Source data:
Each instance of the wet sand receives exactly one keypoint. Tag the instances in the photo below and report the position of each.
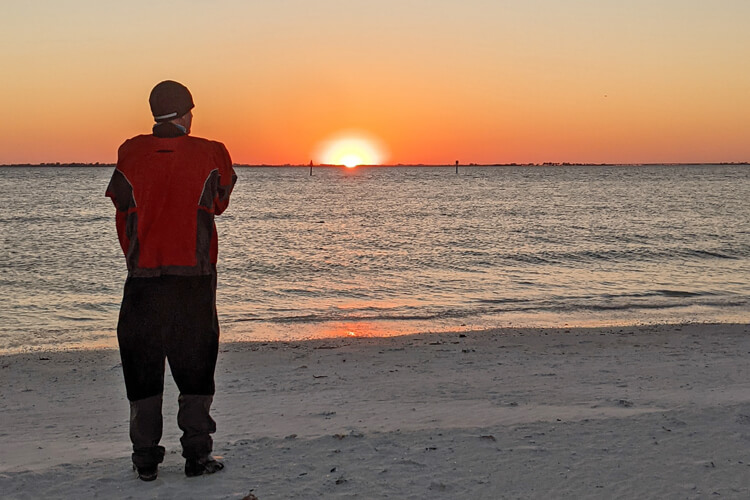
(621, 412)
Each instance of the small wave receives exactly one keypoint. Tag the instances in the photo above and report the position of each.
(679, 293)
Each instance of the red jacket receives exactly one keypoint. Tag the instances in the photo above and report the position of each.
(167, 191)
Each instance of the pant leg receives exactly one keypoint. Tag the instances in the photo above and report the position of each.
(140, 334)
(192, 351)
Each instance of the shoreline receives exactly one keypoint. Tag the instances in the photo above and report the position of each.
(630, 411)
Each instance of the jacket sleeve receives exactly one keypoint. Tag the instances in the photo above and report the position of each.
(227, 180)
(120, 192)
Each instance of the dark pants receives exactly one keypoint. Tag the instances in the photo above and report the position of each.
(172, 318)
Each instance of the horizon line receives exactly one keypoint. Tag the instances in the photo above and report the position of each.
(385, 165)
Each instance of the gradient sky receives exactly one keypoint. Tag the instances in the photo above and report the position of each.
(485, 81)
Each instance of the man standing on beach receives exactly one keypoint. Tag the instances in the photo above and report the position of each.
(167, 188)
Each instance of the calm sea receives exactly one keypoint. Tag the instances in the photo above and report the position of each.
(384, 251)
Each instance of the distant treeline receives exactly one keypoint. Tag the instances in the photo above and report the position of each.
(546, 164)
(61, 165)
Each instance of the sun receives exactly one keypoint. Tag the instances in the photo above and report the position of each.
(351, 149)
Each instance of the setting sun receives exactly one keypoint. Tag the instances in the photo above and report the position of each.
(350, 150)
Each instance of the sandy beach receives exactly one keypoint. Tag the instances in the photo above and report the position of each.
(622, 412)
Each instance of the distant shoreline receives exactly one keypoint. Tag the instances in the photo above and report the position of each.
(546, 164)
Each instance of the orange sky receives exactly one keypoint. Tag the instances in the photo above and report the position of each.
(435, 81)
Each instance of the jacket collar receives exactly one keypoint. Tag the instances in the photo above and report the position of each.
(168, 130)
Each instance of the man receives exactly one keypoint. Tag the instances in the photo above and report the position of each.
(167, 188)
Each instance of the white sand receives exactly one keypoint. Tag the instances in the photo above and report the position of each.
(632, 412)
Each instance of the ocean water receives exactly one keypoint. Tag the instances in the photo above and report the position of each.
(387, 251)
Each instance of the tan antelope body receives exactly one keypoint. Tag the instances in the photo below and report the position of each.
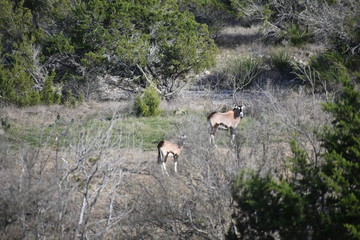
(226, 120)
(167, 148)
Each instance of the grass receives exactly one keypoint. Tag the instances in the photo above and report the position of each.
(127, 132)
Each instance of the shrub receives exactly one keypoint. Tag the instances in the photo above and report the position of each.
(148, 104)
(240, 72)
(280, 60)
(296, 35)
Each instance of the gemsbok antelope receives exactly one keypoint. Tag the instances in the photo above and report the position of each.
(226, 120)
(167, 148)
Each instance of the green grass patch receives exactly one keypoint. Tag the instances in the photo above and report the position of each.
(127, 132)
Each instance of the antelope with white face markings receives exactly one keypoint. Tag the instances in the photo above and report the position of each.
(226, 120)
(166, 149)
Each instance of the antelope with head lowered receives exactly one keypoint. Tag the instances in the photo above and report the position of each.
(226, 120)
(167, 148)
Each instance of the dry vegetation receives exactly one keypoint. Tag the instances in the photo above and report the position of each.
(92, 187)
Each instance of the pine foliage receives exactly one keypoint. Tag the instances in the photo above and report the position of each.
(321, 199)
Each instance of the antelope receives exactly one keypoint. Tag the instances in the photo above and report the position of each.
(226, 120)
(167, 148)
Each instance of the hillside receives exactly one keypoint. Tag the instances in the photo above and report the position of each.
(84, 166)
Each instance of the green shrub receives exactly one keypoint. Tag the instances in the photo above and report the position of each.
(148, 105)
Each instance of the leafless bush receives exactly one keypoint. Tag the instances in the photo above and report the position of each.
(63, 192)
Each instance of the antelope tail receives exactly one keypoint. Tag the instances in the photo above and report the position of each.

Given request:
Reproduce each line exactly, please, except for any pictures.

Full output:
Each instance of the wet sand receives exactly one keypoint. Tag the instances in the photo below and report the position of each.
(621, 412)
Each instance of the small wave receives exactly one keypoint. Tag the instances in the photo above and report the position of each.
(679, 293)
Each instance of the red jacket receives exactly one keypoint. Tag the instances in the photo above and report the position of each.
(167, 191)
Each instance of the pant leg receives exactly one keypoint. Tag the instances in the photo above and report the position of each.
(140, 334)
(192, 351)
Each instance of the shoreline receives exactly one keypoint. Tag the instances in the photo above and report the position of each.
(630, 411)
Each instance of the jacket sleeve receives exactly one keypoint. Tag the instances in the photo above and report the position of each.
(227, 180)
(120, 192)
Each instance of the dark pants receives exactly one keypoint. Tag the instances in the photo above and report the position of each.
(172, 318)
Each instance of the horizon line receives exactly one keypoint. Tag the instances in the photo above and report the position of each.
(385, 165)
Each instance of the gradient sky receives exactly one keypoint. Tag the instances in the photo above and report the position of each.
(485, 81)
Each instance of the man standing on beach receives exactly one keypoint. Tag the instances in the photo above and report the position of each.
(167, 188)
Each instance of the calm sea receives exactly one keypoint. Tag the instances in the photo above and report the position of each.
(384, 251)
Each instance of the distant treeline receives exactly one keypoint. Tag the instances in the photo above and report the position of each.
(546, 164)
(61, 165)
Each instance of the sun receives exactly one keypoint. Tag the instances in the photo above and report the position of each.
(351, 149)
Each instance of the setting sun receives exactly one keypoint. Tag the instances in the photo above and report the position of each.
(350, 150)
Each instance of the sandy beach receives exactly one keypoint. Tag the instances in the photo above and report the position of each.
(622, 412)
Each instance of the distant shoreline receives exactly one keypoint. Tag the instances in the photo above and report the position of each.
(546, 164)
Each instance of the orange sky receives exactly one keypoint. Tag the instances in the photo above and report the position of each.
(435, 81)
Each instance of the jacket collar receives exactly one keypoint. Tag the instances in the photo above and report the position of each.
(168, 130)
Each instance of the man receives exactly one keypoint. Tag the instances in the photo above and report the position of each.
(167, 188)
Each instance of the white sand receives exactly one keypoint. Tag the instances in the photo above and report the position of each.
(632, 412)
Each instance of the ocean water receives exactly one keypoint. Tag the instances in the photo above and report the position of each.
(387, 251)
Each instance of the tan antelope body receives exactly one keypoint. Tag the instances in the photo below and report the position of each.
(226, 120)
(167, 148)
Each instance of the grass receives exactly one keypoint. Tag the instances in the photo above and report the position of each.
(127, 132)
Each instance of the shrub receives exactly one keypoint. Tag the instances in the photo above and report the position of each.
(148, 104)
(240, 72)
(280, 60)
(296, 35)
Each instance of the gemsbok antelope receives exactly one keypoint. Tag the instances in the photo above and report the position of each.
(226, 120)
(167, 148)
Each instance of the green grass patch receives exactly one keypoint. Tag the instances in the photo above and report the position of each.
(127, 132)
Each instance of the antelope with white face markings receives exactly one keypoint. Tag the instances in the photo above and report the position of each.
(226, 120)
(166, 149)
Each instance of the antelope with head lowered receives exactly one keypoint. Tag the instances in the photo above and report the position of each.
(226, 120)
(167, 148)
Each instance of the dry vegetation receives exactly one keypoint. Tag the instances in the photo above and report the position of each.
(92, 187)
Each instance of the pine foliage receives exactly one keypoint. Tag the instances in the photo above and report the position of each.
(321, 199)
Each instance of the antelope receives exactly one keypoint. Tag the instances in the photo above and report the position of each.
(226, 120)
(167, 148)
Each instance of the hillside receives exactly one keypoint. Tag the instances in the photo above and report the position of each.
(84, 166)
Each instance of the green shrub receives exactly one keypoint. Tag the instances in the photo above and report the position of each.
(148, 105)
Each instance of the leafless bush receives exactly one keypoint. Tag the instances in the photo above and report the position of each.
(63, 192)
Each instance of the antelope tail receives exactly one keypoint. Tag the instances in the photo above and report the position of each.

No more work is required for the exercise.